* _MATERIAL SHOWN_:
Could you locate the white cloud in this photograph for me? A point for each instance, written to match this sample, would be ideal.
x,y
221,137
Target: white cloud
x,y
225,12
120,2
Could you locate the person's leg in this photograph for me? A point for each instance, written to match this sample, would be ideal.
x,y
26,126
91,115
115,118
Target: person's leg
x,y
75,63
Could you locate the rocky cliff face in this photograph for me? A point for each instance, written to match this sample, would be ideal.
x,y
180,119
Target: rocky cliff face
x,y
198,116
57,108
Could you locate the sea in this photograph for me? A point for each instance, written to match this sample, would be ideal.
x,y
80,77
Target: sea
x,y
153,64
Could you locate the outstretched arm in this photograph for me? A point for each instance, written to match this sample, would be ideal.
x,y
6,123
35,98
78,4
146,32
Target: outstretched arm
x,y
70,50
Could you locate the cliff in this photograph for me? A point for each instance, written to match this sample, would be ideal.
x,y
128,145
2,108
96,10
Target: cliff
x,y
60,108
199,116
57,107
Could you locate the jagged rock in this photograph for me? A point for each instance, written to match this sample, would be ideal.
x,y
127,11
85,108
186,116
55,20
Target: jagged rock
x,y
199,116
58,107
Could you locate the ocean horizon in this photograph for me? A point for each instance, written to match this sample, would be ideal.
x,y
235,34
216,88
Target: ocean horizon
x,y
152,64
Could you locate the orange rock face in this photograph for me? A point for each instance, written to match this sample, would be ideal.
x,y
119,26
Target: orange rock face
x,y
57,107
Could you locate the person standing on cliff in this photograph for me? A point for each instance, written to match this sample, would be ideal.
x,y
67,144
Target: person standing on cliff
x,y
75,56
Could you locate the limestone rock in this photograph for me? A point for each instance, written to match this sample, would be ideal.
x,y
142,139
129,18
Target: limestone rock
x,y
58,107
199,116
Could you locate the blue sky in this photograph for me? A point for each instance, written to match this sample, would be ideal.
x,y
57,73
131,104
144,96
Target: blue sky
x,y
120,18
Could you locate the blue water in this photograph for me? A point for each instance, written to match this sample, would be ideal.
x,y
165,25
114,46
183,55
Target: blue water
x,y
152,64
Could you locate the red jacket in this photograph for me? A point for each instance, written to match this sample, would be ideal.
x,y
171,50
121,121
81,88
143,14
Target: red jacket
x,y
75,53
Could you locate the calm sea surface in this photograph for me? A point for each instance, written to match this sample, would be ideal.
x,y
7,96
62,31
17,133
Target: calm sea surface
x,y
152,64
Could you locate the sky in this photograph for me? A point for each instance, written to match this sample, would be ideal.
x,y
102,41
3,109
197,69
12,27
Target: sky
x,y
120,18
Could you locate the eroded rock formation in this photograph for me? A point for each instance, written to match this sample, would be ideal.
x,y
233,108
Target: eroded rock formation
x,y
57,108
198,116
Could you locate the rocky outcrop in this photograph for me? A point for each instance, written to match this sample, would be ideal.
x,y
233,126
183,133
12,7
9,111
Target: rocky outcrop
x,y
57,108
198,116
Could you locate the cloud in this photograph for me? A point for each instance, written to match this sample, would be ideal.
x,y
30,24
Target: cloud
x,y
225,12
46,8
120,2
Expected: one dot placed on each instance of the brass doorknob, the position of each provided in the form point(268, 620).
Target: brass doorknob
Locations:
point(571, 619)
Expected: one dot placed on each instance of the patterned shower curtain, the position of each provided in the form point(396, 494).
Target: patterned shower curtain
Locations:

* _TASK DETAILS_:
Tally the lines of the material that include "provided". Only the total should be given.

* _TASK OUTPUT_:
2